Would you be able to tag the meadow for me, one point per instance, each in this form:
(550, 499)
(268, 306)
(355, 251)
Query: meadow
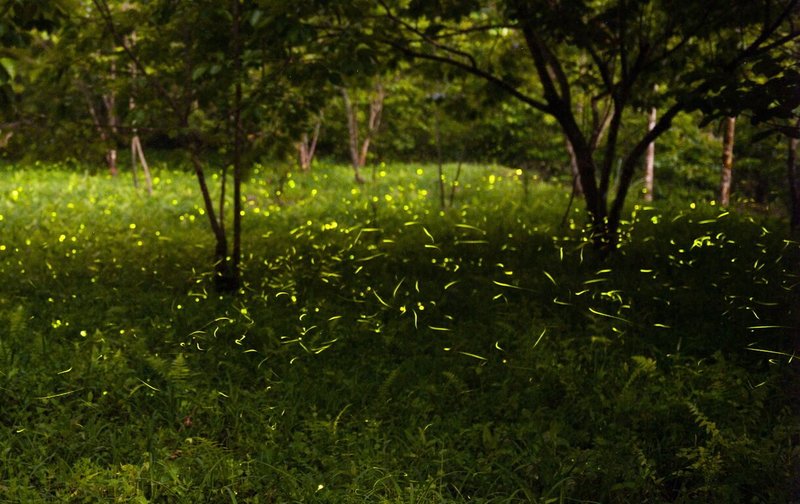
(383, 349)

####

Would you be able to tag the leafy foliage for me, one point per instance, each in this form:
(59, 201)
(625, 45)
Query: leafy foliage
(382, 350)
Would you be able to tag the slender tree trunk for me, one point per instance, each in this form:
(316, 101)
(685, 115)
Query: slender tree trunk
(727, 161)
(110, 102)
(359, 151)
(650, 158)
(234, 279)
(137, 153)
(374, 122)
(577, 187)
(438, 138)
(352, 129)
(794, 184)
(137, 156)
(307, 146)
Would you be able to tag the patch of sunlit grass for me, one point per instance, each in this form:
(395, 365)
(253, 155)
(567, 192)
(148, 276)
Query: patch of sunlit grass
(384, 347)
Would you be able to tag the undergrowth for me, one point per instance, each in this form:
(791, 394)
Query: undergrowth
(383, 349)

####

Count the lines in the records above that contain the string "grass", matching case exactly. Reply with the number only.

• _ANSWER IN FULL_: 2